--- Begin RECORDED DATA ---

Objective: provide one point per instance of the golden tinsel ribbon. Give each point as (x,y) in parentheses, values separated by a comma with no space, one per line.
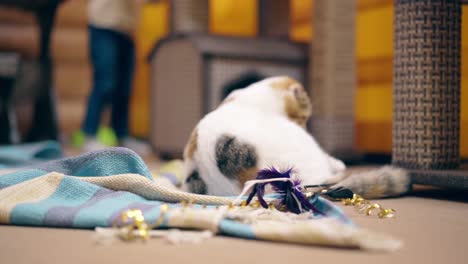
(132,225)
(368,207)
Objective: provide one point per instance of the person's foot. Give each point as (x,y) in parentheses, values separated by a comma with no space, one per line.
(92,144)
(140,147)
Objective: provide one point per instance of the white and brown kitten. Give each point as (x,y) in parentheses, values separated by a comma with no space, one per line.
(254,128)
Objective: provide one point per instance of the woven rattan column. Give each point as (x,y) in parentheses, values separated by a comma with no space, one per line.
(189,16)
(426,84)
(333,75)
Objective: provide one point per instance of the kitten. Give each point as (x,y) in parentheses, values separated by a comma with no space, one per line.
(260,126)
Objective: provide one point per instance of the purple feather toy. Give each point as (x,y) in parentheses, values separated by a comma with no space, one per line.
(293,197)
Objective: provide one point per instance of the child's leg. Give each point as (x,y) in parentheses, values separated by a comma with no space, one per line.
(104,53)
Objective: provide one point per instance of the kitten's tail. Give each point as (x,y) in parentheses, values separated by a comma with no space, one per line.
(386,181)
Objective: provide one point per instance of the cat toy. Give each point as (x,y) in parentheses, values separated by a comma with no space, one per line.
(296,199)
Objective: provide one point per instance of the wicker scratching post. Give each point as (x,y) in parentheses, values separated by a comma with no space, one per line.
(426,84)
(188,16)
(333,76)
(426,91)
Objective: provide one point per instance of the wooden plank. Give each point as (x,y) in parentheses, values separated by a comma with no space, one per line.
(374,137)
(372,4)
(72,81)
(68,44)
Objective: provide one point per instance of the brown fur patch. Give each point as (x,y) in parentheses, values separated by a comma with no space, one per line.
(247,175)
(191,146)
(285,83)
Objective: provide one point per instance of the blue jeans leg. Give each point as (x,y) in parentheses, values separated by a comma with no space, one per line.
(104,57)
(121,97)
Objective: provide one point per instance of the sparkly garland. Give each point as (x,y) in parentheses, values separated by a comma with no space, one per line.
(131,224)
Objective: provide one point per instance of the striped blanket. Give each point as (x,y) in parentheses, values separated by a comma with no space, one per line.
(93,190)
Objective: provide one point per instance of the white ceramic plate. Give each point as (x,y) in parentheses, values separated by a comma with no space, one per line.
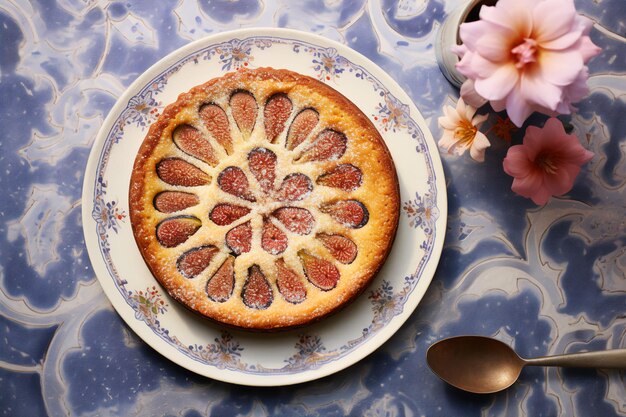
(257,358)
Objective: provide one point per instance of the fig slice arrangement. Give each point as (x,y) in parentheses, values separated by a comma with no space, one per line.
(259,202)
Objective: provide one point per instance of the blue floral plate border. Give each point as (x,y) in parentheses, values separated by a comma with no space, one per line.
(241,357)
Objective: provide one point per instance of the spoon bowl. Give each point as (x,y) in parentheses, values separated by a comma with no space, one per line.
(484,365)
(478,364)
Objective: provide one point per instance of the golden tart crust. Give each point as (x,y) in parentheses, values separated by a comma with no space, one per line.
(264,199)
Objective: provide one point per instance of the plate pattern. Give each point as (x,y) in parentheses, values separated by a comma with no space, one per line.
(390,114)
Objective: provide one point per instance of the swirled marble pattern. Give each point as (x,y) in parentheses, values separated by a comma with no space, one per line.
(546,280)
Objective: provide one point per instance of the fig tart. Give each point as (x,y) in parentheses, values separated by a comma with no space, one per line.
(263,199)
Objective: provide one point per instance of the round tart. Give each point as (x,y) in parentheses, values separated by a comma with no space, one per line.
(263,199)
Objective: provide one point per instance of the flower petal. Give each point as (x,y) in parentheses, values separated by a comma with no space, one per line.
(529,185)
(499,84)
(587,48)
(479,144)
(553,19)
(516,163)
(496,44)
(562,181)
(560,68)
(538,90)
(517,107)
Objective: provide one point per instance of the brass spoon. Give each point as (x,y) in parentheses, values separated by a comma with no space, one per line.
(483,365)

--- End RECORDED DATA ---

▶ WHAT YOU SHOULD DO: Leave the pictures out and print the records above exactly as they stand.

▶ OUTPUT FOR THIS EXERCISE:
Objective: provide one point per instance of the golden tinsel ribbon. Give each point as (x,y) in parentheses, values separated by a comma with no space, one per line.
(132,225)
(368,207)
Objective: provide one point per instance of the person's foot. Give each point as (x,y) in parentheses, values separated by a comma with no space, one per line.
(92,144)
(140,147)
Objective: provide one point per instance of the white and brown kitten. Give each point as (x,y) in parentheses, values separated by a comma with no space, one per line.
(254,128)
Objective: provide one point per instance of the woven rattan column. Give each point as (x,y) in parentheses, values separated by a comma with no space, one per line.
(189,16)
(426,84)
(333,75)
Objective: provide one point per instance of the kitten. Give each point as (x,y) in parentheses, values separated by a comma with no space, one per line.
(260,126)
Objective: provide one point per instance of the purple feather toy. Give each point as (x,y) in parentheses, values separated by a comma with no space, one per line.
(293,197)
Objective: provide one point per instance of the child's leg. Give each point as (x,y) in parentheses, values separated by a comma with no space, one per line.
(104,53)
Objective: provide one point per instance of the kitten's tail. Give each point as (x,y) in parentheses, values separated by a comma with no space, one per line.
(386,181)
Objective: provide one point per instance of the cat toy. Give each point as (x,y) in parentheses, values separated by a comma with no space, one per line.
(296,199)
Objective: provide one point per instance of the wicker scratching post. Give each point as (x,y) in parentheses, values separated by a comma with no space, one per line.
(426,84)
(188,16)
(333,76)
(426,91)
Objective: provide one point per instance of the wooden plank. Give each point as (x,y) in parentheses, values separated by a comma with no space, one per line.
(374,137)
(372,4)
(72,81)
(68,44)
Objective: provide one point per instance of the brown fur patch. Give each point as (x,y) in parentheses, values separated by a comma with no space, one per line.
(247,175)
(191,146)
(285,83)
Objective: provide one point per instance of the blue jeans leg. Give each point as (x,y) in parentheses, values separated by a comma with no space, one per line.
(104,57)
(121,97)
Objective: provide one point per instance of the sparkly garland. Give each point as (x,y) in parentheses, values separated by a comma with no space, one per line.
(131,224)
Objective: provide one point per instance of the striped blanket. Give each point as (x,y) in parentheses, values separated by a comma with no space, one per line.
(93,190)
Objective: provide one point per instance of the white ceramic plate. Give each point as (x,y) in parentheses, values separated by a comma with no space, one per line.
(257,358)
Objective: provide one point per instance of the fig slice arrangement. Give each point as (x,y) in parentheses, values separated by a comma with no space, one per line.
(259,202)
Objective: provide one point per instance of the blue floral plate border. Give each point as (x,y) in parentheses, values separated by a comma with no space, one per line.
(241,357)
Objective: provide one point per instance of the spoon bowl. Give each point as (x,y) in parentheses, values separated by a comma with no space, one per line.
(484,365)
(478,364)
Objective: provide one point per instance of the golden tart crust. Give each point as (x,y) in parentheses, values separated by a comma with no space, one per line.
(264,199)
Objective: provide one point per instance of the plate pattern. Give each point as (x,y) in parentheses, values separated by a comma with no space, one per line.
(390,114)
Objective: provide one point per instance of the swirled marble pattern. Give each point as (x,y) in parentheses, values separated by a comma with no space, one per line.
(546,280)
Objective: provide one point per instance of the fig tart. Give each point as (x,y) in parentheses, values separated by a comma with no space, one per line.
(263,199)
Objective: provide one point per instance of the round tart. Give each point as (x,y) in parentheses, values separated by a comma with no space, one per line.
(263,199)
Objective: provide one point per instance of the flower petal. Give each point as (x,y) in parentheses, values separated by a comma with no space, one per line.
(529,185)
(499,84)
(587,48)
(479,144)
(553,19)
(516,163)
(496,44)
(562,181)
(560,68)
(538,90)
(517,107)
Objective: provide one point per instance of the brass spoon. Give each point as (x,y) in parentheses, values separated by a comma with no space, one per line.
(483,365)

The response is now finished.